■ **Short exercise**: Could you reproduce the data line for line, starting at the line that contains "segment the **dark wood floor**" and ending at the line that contains "200L35 199L22 205L19", with both of those lines included?

[Begin Data supplied]

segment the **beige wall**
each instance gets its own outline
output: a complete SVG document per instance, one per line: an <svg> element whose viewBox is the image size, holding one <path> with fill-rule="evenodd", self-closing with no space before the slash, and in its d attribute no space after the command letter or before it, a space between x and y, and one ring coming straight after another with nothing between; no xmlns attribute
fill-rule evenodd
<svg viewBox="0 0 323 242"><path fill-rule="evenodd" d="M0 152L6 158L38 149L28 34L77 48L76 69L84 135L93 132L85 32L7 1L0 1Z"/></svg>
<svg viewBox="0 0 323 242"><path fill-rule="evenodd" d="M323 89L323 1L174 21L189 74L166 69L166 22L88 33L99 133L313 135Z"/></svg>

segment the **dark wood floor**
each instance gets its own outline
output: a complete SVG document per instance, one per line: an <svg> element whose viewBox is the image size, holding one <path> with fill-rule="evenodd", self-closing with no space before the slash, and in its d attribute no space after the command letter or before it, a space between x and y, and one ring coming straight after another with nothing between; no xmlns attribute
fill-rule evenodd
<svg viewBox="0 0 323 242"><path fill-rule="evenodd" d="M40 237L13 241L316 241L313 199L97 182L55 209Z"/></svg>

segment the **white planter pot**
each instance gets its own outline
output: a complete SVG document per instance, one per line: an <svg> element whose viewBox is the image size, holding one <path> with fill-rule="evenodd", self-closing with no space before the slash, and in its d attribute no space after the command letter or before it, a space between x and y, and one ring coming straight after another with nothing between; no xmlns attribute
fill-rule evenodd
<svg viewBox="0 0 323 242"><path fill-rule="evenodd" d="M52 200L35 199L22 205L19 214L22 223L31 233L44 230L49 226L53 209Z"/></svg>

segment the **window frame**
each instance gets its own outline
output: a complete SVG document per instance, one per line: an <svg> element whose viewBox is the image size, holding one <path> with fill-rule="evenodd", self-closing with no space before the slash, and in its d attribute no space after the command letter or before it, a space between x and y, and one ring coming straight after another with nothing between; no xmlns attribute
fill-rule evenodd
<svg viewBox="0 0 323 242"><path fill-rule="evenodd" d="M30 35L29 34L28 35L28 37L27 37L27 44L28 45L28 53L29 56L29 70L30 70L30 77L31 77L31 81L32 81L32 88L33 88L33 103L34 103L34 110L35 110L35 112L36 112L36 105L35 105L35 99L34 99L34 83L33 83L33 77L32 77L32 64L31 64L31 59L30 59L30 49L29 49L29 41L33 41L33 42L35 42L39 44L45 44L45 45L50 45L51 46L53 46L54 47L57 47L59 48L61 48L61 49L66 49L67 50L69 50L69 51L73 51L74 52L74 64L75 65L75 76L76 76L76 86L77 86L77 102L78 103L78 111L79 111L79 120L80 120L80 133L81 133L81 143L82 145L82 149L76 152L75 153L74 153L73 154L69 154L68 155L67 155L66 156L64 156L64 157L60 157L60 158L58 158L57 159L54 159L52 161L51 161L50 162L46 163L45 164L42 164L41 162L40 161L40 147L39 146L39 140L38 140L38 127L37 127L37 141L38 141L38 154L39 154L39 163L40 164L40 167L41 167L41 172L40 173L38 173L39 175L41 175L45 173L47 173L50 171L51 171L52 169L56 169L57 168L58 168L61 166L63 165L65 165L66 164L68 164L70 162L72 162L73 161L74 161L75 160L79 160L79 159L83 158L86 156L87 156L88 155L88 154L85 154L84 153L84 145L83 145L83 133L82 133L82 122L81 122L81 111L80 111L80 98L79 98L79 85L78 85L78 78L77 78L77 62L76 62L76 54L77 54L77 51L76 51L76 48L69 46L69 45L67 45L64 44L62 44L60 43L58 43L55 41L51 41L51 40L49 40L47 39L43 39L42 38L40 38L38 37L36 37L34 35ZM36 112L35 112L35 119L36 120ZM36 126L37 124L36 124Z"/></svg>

[End Data supplied]

■ **Task solution**:
segment the **dark wood floor**
each instance gets its own outline
output: a complete SVG document per instance, one per line: an <svg> element whose viewBox is the image size, holding one <path> with fill-rule="evenodd", self-closing with no space before the slash, and in its d attribute no space after the command letter or before it, a space between x and y, and one ring coming straight after another with nothing between; no xmlns attribute
fill-rule evenodd
<svg viewBox="0 0 323 242"><path fill-rule="evenodd" d="M40 237L13 241L316 241L313 199L97 182L55 209Z"/></svg>

segment the **white planter pot**
each instance gets its own outline
output: a complete SVG document per instance, one per line: an <svg> element whose viewBox is the image size, holding one <path> with fill-rule="evenodd", self-closing with no space before the slash, and in its d attribute no space after the command letter or before it, a space between x and y, and one ring coming straight after another with nothing between; no xmlns attribute
fill-rule evenodd
<svg viewBox="0 0 323 242"><path fill-rule="evenodd" d="M52 200L35 199L22 205L19 214L22 223L31 233L44 230L49 226L53 209Z"/></svg>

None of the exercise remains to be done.